■ Work to be completed
Lines after the one containing "Query: city skyline" are to be omitted; print exactly each line from the start of the records up to and including it.

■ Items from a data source
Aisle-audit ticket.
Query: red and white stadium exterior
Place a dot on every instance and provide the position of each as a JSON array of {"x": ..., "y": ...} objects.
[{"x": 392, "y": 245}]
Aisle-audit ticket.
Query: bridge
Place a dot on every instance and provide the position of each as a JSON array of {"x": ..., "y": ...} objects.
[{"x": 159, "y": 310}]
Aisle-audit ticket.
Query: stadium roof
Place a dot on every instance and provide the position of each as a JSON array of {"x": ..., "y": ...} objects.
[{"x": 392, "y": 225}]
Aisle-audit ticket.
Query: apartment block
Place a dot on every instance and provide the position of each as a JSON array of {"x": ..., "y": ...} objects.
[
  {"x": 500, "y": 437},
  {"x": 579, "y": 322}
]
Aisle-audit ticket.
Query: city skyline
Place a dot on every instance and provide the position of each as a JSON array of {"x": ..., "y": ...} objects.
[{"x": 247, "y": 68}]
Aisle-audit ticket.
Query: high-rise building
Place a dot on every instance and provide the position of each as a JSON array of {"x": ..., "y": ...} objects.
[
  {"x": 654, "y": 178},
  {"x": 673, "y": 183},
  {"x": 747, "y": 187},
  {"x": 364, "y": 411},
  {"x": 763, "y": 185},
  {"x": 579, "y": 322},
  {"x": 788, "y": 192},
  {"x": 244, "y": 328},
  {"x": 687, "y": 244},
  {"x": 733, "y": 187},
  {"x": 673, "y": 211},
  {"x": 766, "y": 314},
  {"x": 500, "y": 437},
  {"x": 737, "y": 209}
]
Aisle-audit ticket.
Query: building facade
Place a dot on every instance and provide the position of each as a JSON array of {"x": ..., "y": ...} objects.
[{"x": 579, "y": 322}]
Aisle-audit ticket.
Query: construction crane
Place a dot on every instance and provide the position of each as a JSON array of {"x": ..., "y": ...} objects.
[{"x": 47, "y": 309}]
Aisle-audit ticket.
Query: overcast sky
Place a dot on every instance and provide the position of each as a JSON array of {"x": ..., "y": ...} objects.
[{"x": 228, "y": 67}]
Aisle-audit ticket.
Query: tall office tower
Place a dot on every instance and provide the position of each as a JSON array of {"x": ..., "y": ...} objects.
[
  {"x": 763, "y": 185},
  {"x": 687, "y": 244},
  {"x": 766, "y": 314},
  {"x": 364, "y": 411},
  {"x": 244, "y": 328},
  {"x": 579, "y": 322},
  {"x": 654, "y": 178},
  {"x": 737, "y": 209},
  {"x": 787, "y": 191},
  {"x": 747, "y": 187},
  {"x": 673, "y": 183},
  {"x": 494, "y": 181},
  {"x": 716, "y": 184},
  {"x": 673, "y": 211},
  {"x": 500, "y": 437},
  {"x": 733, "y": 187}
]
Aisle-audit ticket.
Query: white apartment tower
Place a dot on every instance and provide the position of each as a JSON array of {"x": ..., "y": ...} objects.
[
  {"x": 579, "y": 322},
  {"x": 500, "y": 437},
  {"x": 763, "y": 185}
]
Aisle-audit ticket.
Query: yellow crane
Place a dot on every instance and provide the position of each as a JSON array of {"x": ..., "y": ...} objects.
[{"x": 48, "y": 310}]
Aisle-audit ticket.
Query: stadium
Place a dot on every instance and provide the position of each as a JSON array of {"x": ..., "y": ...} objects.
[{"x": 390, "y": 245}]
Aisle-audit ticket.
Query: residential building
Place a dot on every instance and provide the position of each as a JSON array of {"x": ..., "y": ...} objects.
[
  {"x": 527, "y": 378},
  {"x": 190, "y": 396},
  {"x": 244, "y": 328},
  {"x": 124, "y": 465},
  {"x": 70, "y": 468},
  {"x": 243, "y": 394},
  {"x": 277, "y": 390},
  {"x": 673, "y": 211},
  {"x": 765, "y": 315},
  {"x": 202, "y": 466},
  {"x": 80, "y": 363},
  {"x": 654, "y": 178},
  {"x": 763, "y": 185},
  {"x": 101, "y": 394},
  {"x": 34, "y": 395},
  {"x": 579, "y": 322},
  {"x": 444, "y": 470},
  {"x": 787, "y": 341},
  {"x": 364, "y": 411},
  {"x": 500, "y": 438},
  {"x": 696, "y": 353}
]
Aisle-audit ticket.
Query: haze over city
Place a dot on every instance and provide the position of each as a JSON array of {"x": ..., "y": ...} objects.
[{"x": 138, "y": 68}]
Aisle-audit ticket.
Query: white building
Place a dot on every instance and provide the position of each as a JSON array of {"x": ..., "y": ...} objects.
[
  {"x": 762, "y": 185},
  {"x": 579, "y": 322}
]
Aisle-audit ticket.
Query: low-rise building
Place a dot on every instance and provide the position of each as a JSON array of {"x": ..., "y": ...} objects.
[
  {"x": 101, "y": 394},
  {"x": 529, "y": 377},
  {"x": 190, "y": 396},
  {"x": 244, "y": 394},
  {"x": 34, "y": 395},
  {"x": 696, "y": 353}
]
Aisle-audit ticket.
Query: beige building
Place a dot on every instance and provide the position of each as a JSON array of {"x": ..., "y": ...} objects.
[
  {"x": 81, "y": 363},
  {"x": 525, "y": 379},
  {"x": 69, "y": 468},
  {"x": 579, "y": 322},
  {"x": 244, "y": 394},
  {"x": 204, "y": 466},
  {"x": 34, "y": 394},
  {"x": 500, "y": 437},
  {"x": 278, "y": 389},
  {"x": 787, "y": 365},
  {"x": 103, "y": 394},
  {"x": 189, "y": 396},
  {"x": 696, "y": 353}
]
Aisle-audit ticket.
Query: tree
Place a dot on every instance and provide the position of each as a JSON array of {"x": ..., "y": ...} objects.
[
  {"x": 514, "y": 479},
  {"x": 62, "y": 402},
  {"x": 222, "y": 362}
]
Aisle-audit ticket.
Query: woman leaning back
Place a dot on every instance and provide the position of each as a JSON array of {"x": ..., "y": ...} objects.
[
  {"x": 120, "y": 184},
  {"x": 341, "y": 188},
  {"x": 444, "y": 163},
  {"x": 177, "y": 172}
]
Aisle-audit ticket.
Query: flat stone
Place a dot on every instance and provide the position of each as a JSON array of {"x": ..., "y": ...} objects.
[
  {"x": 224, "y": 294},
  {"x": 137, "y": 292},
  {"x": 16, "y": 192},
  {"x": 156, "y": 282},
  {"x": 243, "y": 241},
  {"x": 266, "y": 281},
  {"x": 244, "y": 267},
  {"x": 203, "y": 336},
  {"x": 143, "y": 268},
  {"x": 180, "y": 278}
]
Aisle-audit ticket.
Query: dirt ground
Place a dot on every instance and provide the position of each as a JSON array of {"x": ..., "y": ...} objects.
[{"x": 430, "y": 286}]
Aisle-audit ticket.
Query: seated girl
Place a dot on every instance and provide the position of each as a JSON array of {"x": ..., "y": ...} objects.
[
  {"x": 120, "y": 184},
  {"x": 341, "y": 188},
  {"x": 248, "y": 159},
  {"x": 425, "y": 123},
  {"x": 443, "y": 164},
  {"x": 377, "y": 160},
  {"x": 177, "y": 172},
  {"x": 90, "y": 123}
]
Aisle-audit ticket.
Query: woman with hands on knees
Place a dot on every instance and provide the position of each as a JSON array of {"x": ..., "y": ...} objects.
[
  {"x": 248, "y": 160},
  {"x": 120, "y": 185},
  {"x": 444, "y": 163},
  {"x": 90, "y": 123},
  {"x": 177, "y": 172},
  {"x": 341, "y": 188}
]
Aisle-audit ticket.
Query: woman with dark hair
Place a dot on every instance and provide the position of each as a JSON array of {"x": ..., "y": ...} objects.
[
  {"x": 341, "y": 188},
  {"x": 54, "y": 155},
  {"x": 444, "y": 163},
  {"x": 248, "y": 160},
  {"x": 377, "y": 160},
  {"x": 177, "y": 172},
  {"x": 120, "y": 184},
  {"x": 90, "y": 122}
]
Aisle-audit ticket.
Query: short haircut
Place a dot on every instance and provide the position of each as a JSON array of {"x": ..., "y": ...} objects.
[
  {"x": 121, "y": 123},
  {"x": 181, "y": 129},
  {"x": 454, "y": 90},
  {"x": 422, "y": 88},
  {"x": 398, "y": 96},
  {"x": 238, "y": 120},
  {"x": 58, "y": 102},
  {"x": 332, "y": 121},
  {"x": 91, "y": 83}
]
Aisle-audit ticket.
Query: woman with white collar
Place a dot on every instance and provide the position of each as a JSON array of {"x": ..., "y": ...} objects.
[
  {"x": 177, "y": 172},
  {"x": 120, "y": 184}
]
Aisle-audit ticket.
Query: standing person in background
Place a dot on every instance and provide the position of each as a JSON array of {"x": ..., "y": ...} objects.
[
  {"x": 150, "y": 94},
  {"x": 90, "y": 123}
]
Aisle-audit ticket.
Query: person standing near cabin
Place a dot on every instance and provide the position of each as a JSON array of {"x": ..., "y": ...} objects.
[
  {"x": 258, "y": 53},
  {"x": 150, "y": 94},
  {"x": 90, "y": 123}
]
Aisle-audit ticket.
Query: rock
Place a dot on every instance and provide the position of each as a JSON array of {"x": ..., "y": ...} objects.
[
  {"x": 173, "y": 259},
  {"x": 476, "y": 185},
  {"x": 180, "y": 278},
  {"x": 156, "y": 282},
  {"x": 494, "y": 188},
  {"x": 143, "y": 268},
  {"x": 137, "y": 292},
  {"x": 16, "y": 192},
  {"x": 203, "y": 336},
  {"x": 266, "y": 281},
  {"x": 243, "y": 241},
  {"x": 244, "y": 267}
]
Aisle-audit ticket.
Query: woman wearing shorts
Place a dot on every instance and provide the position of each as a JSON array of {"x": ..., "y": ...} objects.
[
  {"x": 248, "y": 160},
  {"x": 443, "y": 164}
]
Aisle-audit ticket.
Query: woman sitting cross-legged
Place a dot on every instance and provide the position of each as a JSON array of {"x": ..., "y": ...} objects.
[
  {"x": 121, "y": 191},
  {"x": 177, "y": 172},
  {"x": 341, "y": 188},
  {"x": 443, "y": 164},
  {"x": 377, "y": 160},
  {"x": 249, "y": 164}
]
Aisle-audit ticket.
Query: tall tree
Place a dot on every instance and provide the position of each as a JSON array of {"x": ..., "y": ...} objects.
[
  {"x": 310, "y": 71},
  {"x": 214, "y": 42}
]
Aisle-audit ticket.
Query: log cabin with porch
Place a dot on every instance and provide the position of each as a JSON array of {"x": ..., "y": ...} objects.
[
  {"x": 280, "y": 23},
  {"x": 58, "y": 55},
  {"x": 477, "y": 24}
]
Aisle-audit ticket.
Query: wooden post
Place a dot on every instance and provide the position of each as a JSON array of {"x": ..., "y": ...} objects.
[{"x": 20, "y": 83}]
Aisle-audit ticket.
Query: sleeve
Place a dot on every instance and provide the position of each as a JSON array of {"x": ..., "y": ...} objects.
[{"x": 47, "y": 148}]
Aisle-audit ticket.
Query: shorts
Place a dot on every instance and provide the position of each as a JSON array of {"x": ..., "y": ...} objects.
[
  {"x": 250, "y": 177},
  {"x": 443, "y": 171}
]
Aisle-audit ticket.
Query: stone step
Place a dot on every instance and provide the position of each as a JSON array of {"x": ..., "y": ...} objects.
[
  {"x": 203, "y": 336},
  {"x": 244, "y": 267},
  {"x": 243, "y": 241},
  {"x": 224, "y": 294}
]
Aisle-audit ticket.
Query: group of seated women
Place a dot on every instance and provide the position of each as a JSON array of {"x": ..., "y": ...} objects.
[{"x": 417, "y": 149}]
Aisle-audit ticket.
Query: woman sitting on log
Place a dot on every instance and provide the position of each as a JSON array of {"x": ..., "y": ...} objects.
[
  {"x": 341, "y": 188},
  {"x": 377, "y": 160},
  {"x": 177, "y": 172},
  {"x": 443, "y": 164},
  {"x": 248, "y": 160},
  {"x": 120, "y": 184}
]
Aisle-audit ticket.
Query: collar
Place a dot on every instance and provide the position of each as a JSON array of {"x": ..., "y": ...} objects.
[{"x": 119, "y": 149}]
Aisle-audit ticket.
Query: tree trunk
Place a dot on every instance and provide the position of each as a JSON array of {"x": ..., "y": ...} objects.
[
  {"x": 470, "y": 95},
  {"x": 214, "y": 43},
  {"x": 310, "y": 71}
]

■ Response area
Aisle-audit ticket.
Query: red and white stadium exterior
Place a dot on every instance and provide the position of each as a JSON array of {"x": ..., "y": ...} objects.
[{"x": 392, "y": 245}]
Aisle-audit ticket.
Query: bridge
Place a dot on every instance and provide the position of each as a JSON array of {"x": ..., "y": ...} objects.
[{"x": 159, "y": 310}]
Aisle-audit ticket.
Query: stadium roof
Place a dot on every instance and provide the position of each as a JSON array of {"x": ..., "y": ...} objects.
[{"x": 392, "y": 225}]
Aisle-audit ticket.
Query: apartment block
Place a dot on every instance and provide the position of each as a JSON array of {"x": ..., "y": ...} objects.
[
  {"x": 500, "y": 437},
  {"x": 579, "y": 322}
]
Aisle-audit ticket.
Query: city skyline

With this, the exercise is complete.